What you are asked to do = Shift every coordinate in the answers by adding 9 to each number, and write out the lines from the line containing "Thank you for the photo. Please point out the man" through the end of the records, both ends included and requests kept as they are.

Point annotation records
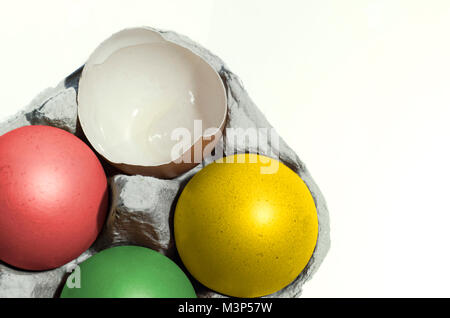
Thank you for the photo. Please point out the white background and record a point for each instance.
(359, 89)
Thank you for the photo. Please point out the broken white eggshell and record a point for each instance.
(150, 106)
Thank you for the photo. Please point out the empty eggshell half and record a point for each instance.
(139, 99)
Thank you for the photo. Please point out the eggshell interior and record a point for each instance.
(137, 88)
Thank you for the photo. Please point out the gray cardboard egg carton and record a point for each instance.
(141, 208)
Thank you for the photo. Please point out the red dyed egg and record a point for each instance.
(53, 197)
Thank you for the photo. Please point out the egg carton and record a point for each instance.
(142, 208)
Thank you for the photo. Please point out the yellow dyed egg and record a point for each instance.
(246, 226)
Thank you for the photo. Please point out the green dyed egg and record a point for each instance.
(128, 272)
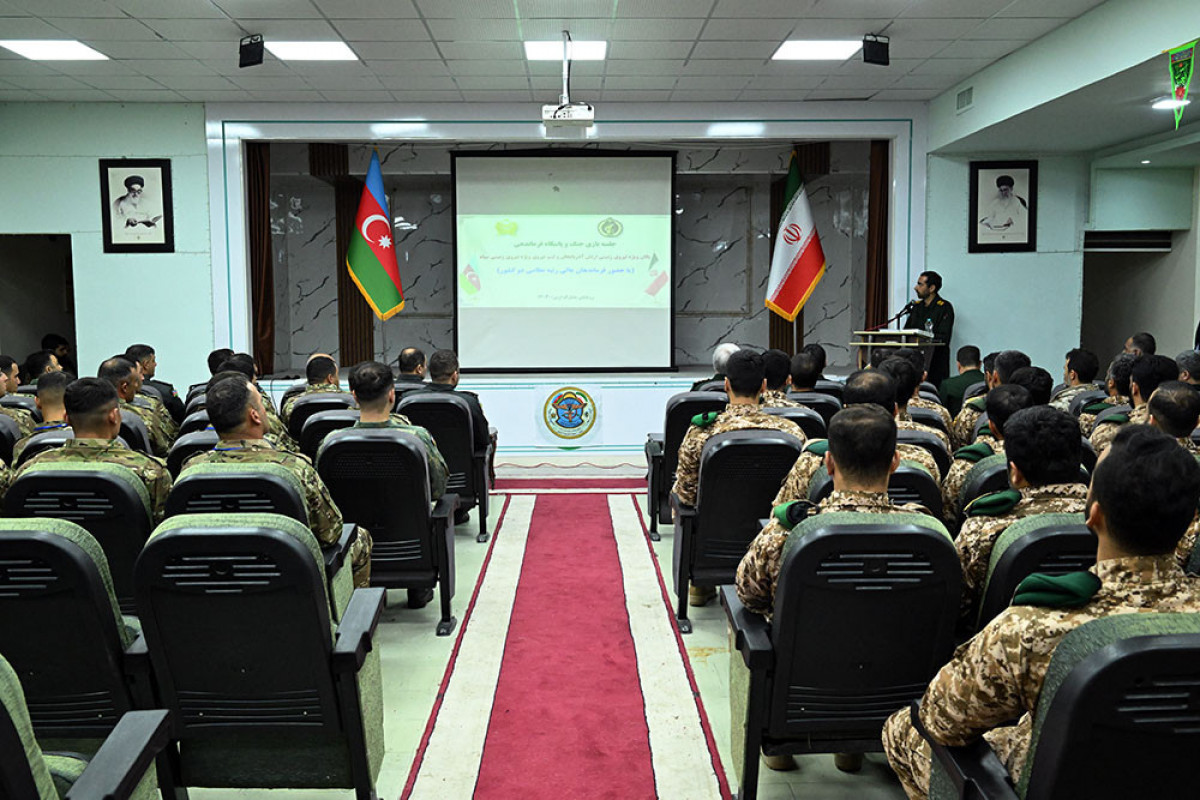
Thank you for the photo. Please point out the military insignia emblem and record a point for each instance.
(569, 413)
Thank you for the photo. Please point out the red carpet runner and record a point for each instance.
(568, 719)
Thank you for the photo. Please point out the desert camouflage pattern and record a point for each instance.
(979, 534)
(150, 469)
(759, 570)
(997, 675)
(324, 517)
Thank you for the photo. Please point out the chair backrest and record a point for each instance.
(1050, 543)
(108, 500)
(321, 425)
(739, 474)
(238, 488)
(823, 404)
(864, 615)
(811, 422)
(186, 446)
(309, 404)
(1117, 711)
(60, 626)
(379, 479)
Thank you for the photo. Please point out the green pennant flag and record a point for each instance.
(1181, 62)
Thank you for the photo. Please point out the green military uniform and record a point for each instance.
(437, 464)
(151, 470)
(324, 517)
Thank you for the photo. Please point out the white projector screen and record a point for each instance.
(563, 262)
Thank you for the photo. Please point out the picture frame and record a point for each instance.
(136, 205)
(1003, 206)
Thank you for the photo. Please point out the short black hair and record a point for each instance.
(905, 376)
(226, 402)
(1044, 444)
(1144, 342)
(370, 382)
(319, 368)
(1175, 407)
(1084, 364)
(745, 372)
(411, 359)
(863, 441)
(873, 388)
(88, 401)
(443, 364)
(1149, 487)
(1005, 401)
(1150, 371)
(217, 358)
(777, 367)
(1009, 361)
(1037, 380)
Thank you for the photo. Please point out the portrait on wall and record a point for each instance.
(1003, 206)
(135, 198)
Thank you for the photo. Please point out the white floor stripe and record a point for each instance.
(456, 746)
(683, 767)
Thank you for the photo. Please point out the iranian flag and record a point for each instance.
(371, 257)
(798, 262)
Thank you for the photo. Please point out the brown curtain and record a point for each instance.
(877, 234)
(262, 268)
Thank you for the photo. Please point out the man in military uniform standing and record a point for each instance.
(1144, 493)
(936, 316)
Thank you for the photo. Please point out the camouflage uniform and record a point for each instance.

Correct result =
Thank you for the photo. Please point out the man in military uniform standing and record a point for each instance.
(1153, 502)
(945, 325)
Thank you for the photo. Please point out the camouflage uniform and record a point for each instance.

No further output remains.